--- Texte fourni ---

CHRISTINE FONLUPT : La suite Bergamasque m’a toujours fascinée, je me retrouve enfant, écoutant ces pièces dont le son sortait des disques vinyles de mes parents qui écoutaient toujours Debussy, et me créant des histoires magiques sur ces notes envoûtantes et comme sorties d’un autre temps, d’un autre monde.
CLASSIQUENEWS : De quelle façon Chausson leur rend-t-il hommage dans ses Quelques danses opus 26 ?
CHRISTINE FONLUPT : Chausson et Debussy, une intense histoire d’amitié et d’admiration mutuelle qui se solde par une rupture en 1894 à cause de l’affaire Thérèse Roger, personnage central de mon album. Chausson n’hésitera pas à aider financièrement Debussy à plusieurs reprises quand celui-ci manquera d’argent. En écrivant ces Quelques Danses en 1896, après leur brouille, Chausson s’inscrit dans un retour aux suites de Danses dans le style baroque, mouvement initié par Debussy avec la Suite Bergamasque, publiée la même année en 1896 (Mais aussi Fauré avec sa Pavane et le Cantique de Jean Racine). Chausson se libère peu à peu du côté romantique de son écriture influencée par César Franck (le Concert op 21) pour simplifier son discours et le colorer avec de nouvelles approches harmoniques.
Comme chez Debussy et son évocation du Clair de lune, inspiré du fameux poème de Verlaine, « Les Quelques danses de Chausson expriment avec un charme particulièrement prenant tout ce que ce rêve du passé peut receler de nostalgie »
https://gallica.bnf.fr/ark:/12148/bpt6k5698317q/f132.image (Collectif, Aperçu d’un catalogue historique de l’œuvre française de piano, Montauban, Académie des sciences, belles-lettres et arts de Tarn-et-Garonne, 1913).
Debussy rendra hommage à titre posthume à son ancien ami (Ils ne se réconcilieront jamais car Chausson va mourir en 1899 d’un accident de vélo) en écrivant en 1903 sur les « Quelques Danses » : « On doit les aimer toutes, ces danses ; pourtant, je dirai ma particulière dévotion pour la Sarabande. Pourquoi faut-il que l’émotion qu’elle me donne s’augmente douloureusement du sentiment qu’il n’est plus parmi nous, qu’on ne reverra non plus la bonté bienveillante et sûre de son sourire ».
CLASSIQUENEWS : Vous dévoilez une partition peu connue de Fauré, de surcroît l’une des plus développées au piano, son « Thème et variations »opus 75 (1895)? Que révèle-t-elle de Fauré et quels en sont les défis pour l’interprète ?

--- Informations fournies ---

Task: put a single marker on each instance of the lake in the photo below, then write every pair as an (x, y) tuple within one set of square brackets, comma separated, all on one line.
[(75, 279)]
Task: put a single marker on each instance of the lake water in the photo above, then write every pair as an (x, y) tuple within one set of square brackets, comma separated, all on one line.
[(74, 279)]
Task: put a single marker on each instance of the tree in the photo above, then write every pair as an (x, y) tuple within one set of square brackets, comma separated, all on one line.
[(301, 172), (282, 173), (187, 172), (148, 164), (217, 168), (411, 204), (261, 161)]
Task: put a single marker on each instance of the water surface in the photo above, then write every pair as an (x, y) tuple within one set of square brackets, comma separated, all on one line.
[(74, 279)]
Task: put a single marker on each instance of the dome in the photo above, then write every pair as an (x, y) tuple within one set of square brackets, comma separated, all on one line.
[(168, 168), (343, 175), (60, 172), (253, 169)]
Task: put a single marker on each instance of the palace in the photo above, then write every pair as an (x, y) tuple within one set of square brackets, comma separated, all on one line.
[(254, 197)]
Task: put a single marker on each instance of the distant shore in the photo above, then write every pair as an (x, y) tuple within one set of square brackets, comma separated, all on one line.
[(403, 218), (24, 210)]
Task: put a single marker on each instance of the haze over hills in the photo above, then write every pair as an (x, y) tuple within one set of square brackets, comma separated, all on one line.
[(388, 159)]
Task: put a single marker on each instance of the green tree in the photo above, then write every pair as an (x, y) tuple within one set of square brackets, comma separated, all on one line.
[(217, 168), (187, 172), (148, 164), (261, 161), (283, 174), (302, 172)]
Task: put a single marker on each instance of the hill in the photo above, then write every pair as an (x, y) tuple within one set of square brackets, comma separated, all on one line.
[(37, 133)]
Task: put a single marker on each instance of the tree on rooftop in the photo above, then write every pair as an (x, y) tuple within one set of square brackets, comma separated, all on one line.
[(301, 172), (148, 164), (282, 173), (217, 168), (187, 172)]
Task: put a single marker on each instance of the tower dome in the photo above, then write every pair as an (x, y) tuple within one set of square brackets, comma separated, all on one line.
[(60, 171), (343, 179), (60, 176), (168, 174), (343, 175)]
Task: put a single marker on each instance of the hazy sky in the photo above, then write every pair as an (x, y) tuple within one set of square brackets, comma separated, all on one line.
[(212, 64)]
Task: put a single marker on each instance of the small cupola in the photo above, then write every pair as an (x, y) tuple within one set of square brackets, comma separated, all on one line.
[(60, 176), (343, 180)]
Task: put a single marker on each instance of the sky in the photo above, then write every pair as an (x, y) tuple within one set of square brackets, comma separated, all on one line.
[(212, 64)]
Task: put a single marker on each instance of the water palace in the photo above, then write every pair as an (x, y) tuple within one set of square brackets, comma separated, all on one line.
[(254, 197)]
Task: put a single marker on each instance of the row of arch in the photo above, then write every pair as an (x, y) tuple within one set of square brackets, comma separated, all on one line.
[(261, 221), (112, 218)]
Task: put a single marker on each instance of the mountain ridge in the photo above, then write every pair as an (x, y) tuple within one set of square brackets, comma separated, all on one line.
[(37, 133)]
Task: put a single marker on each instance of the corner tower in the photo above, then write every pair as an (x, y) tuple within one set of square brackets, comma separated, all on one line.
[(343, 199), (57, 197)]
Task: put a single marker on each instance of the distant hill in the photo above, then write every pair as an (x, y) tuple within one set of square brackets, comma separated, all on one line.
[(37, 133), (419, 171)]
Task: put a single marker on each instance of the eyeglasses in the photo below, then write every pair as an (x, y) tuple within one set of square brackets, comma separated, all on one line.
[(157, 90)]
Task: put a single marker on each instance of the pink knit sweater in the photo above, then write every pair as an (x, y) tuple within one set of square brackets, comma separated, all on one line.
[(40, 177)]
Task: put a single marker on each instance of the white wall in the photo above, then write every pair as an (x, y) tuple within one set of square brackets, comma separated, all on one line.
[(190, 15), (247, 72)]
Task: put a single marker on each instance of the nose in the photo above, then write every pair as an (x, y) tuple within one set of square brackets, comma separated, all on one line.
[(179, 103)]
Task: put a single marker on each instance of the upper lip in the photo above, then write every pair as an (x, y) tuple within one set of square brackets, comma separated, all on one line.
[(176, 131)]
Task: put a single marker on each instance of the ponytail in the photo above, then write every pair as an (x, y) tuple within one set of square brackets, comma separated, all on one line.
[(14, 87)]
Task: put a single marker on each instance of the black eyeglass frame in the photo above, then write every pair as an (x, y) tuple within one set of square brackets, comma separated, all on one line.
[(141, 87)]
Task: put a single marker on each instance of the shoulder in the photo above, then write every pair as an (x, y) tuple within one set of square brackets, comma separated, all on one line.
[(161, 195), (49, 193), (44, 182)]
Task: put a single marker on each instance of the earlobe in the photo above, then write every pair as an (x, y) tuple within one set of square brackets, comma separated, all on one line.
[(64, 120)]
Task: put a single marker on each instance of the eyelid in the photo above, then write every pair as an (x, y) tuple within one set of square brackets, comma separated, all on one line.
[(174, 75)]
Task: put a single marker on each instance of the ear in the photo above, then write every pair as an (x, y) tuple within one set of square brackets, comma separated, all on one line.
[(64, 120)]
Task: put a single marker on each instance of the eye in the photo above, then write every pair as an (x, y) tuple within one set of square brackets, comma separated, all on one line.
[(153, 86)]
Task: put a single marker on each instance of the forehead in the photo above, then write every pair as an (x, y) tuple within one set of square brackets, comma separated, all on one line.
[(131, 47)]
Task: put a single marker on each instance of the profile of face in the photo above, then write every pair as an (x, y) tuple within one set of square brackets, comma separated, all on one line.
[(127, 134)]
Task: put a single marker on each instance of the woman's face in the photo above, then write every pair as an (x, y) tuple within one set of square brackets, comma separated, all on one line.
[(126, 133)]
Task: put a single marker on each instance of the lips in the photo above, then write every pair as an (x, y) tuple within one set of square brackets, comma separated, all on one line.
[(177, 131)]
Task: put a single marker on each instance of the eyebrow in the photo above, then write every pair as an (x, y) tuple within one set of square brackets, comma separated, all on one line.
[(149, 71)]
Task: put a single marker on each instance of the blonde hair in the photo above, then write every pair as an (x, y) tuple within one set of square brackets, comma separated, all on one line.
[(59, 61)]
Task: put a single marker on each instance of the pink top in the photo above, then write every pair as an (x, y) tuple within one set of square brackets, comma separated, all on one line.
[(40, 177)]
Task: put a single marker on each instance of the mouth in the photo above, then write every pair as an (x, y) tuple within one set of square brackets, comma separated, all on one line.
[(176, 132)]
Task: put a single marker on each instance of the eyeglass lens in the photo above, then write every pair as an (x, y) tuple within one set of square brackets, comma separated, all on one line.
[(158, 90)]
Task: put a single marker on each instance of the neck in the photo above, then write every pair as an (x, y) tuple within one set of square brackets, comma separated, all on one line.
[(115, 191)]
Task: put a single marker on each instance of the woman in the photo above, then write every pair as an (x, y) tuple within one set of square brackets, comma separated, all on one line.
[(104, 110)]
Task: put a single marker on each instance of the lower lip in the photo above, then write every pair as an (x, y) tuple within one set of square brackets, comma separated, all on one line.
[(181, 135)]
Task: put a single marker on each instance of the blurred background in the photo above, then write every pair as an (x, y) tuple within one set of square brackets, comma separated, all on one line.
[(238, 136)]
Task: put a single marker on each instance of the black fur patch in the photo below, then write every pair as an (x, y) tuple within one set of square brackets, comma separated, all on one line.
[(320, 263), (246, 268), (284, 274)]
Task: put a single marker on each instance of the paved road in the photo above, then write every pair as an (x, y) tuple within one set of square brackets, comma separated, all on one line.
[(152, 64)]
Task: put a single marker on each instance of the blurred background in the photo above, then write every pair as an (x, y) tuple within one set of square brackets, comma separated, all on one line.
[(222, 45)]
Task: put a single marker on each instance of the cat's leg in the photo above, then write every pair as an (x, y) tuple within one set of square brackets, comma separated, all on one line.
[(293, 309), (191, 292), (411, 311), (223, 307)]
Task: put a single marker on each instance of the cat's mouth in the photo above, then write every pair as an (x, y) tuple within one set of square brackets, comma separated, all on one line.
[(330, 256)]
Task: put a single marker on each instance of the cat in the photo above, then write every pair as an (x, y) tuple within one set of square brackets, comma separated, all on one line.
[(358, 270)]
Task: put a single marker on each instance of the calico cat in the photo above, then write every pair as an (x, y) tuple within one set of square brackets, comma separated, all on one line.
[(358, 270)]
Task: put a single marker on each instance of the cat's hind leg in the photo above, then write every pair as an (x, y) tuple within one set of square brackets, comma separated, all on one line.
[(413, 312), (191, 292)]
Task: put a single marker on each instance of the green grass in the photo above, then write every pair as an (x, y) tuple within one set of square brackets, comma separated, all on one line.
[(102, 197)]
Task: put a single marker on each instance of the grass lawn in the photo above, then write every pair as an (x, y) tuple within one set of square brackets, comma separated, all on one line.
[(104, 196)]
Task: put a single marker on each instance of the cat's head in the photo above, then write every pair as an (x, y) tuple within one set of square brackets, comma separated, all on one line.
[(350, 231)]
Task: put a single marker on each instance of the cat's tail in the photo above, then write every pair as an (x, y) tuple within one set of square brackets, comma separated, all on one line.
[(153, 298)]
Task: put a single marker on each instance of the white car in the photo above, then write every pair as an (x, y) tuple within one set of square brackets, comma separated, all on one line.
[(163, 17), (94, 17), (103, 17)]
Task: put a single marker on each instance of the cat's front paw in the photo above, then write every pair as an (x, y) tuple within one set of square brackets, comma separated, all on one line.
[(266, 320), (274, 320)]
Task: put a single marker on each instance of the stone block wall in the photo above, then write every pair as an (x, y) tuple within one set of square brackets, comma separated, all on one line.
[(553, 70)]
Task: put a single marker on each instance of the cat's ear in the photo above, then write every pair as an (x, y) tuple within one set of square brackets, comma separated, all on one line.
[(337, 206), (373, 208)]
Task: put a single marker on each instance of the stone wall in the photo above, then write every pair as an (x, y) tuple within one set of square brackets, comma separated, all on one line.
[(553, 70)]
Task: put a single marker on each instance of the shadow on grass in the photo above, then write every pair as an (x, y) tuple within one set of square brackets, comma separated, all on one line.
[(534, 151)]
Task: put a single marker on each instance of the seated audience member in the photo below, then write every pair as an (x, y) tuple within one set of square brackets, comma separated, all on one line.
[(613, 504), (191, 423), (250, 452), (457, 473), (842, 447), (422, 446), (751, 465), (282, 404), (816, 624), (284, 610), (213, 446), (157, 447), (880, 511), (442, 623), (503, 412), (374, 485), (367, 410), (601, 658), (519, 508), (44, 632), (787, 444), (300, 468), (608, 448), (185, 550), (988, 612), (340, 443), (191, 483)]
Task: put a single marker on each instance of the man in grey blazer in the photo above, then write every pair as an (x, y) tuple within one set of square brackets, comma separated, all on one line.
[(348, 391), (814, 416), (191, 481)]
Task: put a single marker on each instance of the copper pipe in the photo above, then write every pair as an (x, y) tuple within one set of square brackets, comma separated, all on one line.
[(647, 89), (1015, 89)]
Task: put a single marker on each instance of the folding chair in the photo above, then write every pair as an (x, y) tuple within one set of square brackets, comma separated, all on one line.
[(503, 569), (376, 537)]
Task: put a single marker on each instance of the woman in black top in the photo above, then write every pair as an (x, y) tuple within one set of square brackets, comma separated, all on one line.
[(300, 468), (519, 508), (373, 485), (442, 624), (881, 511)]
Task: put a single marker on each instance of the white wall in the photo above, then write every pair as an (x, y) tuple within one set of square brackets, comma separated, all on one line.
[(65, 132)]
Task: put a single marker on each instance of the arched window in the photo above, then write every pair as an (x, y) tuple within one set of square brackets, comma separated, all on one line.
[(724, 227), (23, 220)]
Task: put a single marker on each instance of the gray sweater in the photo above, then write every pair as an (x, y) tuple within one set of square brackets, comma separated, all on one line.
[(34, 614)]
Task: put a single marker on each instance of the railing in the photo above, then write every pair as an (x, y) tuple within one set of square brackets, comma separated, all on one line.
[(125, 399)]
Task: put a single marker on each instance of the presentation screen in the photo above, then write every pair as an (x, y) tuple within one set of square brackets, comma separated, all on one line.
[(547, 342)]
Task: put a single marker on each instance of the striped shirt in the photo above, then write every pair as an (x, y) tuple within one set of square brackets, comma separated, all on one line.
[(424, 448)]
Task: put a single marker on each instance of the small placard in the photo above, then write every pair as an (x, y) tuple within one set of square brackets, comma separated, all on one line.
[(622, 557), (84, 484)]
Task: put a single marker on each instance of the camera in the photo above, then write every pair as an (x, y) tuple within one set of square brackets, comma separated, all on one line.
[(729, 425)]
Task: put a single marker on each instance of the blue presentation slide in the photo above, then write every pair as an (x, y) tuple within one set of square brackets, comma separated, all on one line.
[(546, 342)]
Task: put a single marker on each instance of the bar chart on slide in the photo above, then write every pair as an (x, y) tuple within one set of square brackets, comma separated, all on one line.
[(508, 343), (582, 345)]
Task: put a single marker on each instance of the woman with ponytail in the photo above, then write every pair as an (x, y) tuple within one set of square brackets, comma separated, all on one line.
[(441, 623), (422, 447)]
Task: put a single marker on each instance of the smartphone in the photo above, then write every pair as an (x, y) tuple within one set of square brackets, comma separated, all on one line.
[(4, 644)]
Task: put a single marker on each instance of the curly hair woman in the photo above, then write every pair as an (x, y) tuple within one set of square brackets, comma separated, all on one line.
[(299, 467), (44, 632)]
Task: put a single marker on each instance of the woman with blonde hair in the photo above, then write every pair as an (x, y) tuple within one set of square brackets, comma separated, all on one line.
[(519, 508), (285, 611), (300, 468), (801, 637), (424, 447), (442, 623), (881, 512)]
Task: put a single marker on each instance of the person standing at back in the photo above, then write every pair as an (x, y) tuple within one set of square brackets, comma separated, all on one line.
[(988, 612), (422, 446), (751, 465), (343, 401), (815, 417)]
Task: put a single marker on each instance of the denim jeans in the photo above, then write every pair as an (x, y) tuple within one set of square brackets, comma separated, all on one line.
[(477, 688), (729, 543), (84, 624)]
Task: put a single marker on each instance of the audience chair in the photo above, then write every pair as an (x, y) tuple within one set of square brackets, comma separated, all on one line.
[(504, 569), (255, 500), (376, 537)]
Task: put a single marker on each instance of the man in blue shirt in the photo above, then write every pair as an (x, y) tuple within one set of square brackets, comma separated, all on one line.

---

__Consigne 1__
Recopiez le passage de l'entretien sur Debussy et Chausson compris entre « CHRISTINE FONLUPT : Chausson » et « nouvelles approches harmoniques. », bornes incluses.
__Consigne 2__
Répondez à ces questions sur l'entretien consacré à Debussy et Chausson.
(a) En quelle année Chausson et Debussy ont-ils rompu ?
(b) Pour quelle pièce des Quelques danses Debussy dit-il avoir une particulière dévotion ?
(c) De quoi Chausson est-il mort, et en quelle année ?
__Consigne 3__
Poursuivez l'entretien sur Debussy et Chausson à partir de sa dernière phrase.

__Réponse attendue 1__
CHRISTINE FONLUPT : Chausson et Debussy, une intense histoire d’amitié et d’admiration mutuelle qui se solde par une rupture en 1894 à cause de l’affaire Thérèse Roger, personnage central de mon album. Chausson n’hésitera pas à aider financièrement Debussy à plusieurs reprises quand celui-ci manquera d’argent. En écrivant ces Quelques Danses en 1896, après leur brouille, Chausson s’inscrit dans un retour aux suites de Danses dans le style baroque, mouvement initié par Debussy avec la Suite Bergamasque, publiée la même année en 1896 (Mais aussi Fauré avec sa Pavane et le Cantique de Jean Racine). Chausson se libère peu à peu du côté romantique de son écriture influencée par César Franck (le Concert op 21) pour simplifier son discours et le colorer avec de nouvelles approches harmoniques.

__Réponse attendue 2__
(a) En 1894.
(b) La Sarabande.
(c) D'un accident de vélo, en 1899.

__Réponse attendue 3__
CHRISTINE FONLUPT : J’ai choisi le Thème et Variations de Fauré tout d’abord en raison de sa dédicataire, la même Thérèse Roger évoquée plus haut, mais aussi par l’émotion que me procure cette oeuvre : J’ai toujours été très sensible à ce thème un peu austère et presque funèbre et pourtant grandiose? Puis s’enchaînent les variations : la première qui pour moi évoque la phrase de violon solo du Sanctus dans le Requiem, l’emphase généreuse et puissante de la 4e, la beauté pure et suspendue dans le temps de la variation 9. Fauré, malgré la contrainte liée à la forme, réussit un bel exploit de palettes sonores riches et inspirantes, chaque variation étant comme une pièce à part entière avec son univers bien précis, qui peut être tour à tour solennel, recueilli, mais également exubérant, voire avec une certaine virtuosité. La difficulté d’exécution vient de l’écriture très concise et très différente de chaque variation, mettant en lumière des modes de jeu très variés, une grande précision des plans sonores, des registres, comme dans une partition pour orgue, à tout cela on ajoute une véritable ligne de tension, rythmique et harmonique, qui se répète et se lie, variations après variations. C’est une oeuvre très physique !
CLASSIQUENEWS : Vous ajoutez 4 pièces du Debussy de 1890 : qu’apportent-elles comme éclairage sur le compositeur et son écriture ?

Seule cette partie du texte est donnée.